What you need to do: Please print everything from the line containing "Expected: one point per instance of the green stem, reported" down to the end of the listing, keeping every line exactly as it appears.

Data supplied:

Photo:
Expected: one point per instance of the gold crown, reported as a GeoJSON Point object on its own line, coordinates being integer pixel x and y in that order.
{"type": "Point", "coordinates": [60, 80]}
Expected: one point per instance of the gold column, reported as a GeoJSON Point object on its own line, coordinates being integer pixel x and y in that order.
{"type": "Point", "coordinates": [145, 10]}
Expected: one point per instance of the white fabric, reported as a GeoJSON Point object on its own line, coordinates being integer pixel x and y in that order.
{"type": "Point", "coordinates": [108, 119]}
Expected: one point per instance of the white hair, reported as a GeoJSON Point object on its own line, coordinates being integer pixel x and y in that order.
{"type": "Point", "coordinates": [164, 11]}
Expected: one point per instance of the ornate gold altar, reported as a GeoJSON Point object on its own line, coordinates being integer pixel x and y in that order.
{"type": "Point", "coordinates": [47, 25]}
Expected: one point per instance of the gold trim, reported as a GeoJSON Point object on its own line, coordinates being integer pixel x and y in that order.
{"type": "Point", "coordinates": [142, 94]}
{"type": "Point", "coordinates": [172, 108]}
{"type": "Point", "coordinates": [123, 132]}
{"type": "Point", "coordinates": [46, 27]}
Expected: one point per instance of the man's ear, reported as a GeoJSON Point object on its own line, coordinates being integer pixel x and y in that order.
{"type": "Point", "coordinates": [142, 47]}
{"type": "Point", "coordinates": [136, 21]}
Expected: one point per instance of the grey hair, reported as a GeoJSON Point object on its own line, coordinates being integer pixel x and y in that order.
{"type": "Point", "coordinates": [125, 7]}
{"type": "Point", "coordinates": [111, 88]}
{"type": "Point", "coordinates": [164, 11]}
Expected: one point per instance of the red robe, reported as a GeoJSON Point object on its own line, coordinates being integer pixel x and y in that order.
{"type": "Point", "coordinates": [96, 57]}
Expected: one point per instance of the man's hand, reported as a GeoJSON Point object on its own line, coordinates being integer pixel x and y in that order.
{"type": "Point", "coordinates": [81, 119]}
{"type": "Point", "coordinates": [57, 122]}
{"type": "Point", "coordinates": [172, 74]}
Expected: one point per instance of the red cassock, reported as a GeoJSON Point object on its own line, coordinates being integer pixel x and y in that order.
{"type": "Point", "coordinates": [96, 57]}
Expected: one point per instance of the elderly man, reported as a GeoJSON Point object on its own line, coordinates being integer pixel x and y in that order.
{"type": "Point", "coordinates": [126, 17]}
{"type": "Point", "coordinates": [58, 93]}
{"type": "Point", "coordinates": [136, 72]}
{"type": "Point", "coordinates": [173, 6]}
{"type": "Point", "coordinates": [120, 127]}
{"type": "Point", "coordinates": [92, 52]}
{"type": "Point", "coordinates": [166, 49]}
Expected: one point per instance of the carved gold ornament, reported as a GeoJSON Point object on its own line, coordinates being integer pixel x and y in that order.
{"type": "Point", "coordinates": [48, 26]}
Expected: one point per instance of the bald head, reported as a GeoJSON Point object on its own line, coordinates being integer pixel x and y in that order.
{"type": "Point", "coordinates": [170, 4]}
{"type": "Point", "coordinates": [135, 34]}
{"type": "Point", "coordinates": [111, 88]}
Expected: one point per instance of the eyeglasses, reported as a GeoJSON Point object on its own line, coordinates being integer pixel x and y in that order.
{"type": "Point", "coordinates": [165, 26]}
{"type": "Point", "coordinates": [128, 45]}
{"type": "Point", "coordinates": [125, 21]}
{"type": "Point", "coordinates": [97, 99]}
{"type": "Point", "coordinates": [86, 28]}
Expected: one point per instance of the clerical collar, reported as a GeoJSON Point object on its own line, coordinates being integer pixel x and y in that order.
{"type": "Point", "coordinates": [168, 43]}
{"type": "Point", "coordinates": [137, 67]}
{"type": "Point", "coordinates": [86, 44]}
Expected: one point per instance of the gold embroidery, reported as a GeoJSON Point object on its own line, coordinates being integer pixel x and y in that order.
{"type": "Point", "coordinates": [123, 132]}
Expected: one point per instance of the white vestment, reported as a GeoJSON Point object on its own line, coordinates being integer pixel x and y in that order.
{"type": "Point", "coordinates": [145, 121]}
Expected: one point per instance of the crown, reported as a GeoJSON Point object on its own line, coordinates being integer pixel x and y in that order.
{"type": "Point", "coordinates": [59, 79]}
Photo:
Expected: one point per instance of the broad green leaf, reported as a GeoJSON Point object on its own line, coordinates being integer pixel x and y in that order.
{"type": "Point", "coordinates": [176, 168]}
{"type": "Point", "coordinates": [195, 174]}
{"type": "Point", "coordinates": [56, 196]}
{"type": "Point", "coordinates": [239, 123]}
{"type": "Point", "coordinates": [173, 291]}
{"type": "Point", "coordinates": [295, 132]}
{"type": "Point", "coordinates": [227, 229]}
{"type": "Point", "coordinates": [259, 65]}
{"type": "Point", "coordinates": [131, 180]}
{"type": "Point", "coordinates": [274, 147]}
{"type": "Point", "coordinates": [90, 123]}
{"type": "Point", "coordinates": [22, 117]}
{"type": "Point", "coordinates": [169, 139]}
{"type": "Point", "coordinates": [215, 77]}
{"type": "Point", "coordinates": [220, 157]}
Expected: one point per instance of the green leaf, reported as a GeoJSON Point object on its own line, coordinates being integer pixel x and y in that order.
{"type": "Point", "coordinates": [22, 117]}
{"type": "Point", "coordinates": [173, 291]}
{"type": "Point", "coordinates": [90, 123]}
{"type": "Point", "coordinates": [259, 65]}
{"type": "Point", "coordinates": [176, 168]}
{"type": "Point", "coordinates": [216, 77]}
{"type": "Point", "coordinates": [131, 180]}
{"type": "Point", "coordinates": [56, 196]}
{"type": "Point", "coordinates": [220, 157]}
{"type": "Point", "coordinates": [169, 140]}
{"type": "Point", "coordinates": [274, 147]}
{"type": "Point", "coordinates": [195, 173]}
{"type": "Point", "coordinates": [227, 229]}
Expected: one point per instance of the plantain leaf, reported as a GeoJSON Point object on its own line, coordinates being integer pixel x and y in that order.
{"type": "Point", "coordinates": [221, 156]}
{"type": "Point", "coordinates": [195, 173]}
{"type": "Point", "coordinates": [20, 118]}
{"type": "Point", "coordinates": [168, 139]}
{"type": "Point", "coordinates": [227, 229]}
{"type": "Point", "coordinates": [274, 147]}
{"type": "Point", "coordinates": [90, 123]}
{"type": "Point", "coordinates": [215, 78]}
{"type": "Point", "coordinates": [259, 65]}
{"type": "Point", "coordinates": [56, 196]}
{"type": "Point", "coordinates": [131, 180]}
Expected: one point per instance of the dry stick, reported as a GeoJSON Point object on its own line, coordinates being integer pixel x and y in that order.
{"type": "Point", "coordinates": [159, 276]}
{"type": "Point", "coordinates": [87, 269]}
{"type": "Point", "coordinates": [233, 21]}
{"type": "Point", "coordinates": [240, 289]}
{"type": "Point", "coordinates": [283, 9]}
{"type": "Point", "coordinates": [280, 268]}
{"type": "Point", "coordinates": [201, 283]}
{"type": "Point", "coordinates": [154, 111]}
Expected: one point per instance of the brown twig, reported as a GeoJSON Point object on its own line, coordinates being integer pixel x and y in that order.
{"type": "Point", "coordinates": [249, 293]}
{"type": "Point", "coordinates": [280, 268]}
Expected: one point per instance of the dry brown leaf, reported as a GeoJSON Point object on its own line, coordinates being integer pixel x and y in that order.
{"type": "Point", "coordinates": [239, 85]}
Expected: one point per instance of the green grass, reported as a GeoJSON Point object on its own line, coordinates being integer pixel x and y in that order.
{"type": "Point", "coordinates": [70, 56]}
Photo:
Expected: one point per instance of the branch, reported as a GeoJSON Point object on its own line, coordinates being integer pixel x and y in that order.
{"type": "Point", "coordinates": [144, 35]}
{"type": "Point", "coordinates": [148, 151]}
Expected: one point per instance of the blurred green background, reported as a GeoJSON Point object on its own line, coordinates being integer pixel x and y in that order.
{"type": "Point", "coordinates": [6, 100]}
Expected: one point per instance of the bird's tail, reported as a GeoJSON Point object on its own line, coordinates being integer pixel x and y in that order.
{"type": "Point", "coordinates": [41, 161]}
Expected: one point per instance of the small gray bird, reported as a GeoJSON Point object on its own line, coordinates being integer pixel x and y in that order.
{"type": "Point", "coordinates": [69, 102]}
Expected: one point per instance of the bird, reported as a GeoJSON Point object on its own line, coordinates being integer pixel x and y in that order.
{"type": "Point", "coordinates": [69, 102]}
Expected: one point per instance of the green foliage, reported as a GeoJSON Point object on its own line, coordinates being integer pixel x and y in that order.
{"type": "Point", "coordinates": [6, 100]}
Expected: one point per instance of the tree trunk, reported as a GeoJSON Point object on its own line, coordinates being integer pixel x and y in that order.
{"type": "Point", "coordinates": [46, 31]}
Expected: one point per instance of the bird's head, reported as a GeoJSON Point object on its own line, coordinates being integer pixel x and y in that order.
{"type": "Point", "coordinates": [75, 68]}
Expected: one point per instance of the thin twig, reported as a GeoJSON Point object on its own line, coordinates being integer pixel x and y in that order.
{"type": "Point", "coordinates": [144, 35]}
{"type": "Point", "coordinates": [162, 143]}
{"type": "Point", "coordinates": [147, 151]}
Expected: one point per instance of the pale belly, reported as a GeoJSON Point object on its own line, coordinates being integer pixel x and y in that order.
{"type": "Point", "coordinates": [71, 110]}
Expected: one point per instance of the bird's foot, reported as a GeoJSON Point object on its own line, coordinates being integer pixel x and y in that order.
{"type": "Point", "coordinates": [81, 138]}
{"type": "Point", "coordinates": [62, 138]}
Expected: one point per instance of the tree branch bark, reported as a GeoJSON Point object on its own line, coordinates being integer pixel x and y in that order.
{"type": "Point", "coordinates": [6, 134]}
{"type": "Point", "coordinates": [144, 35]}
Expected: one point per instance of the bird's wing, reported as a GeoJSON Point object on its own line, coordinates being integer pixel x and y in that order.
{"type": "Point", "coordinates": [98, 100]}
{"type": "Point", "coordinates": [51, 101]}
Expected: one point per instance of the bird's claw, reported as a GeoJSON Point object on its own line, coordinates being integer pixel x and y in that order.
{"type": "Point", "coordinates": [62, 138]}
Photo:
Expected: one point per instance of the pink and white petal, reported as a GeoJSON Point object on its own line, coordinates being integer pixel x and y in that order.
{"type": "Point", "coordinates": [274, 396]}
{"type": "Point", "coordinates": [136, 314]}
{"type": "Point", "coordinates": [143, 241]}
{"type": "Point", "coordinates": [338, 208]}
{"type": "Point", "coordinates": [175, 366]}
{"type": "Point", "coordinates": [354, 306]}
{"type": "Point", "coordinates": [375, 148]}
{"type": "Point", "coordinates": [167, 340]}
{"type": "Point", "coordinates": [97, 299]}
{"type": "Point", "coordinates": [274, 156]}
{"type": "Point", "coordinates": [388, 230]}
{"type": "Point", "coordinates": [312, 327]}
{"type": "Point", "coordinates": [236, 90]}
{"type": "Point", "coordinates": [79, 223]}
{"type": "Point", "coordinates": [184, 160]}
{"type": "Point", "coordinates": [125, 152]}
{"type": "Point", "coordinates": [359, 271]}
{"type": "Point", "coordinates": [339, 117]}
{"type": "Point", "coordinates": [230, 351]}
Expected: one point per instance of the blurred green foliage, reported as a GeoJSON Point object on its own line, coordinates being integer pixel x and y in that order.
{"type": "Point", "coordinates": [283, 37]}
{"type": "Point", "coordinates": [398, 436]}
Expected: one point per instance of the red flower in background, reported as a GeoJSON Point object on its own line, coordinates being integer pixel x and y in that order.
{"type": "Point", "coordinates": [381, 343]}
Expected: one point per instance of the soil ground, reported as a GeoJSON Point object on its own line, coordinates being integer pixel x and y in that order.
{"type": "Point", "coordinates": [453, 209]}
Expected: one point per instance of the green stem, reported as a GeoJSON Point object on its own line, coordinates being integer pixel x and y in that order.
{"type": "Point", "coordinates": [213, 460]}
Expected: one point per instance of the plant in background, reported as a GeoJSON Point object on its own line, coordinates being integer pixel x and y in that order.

Answer to this task:
Expected: one point per instance of the green stem, reported as a GeoJSON Point object on its own line, coordinates being integer pixel x and y in that order.
{"type": "Point", "coordinates": [213, 460]}
Expected: one point per instance of the plant in background, reported as a GeoJSON Point object on its own line, coordinates being integer pixel x and y in that order.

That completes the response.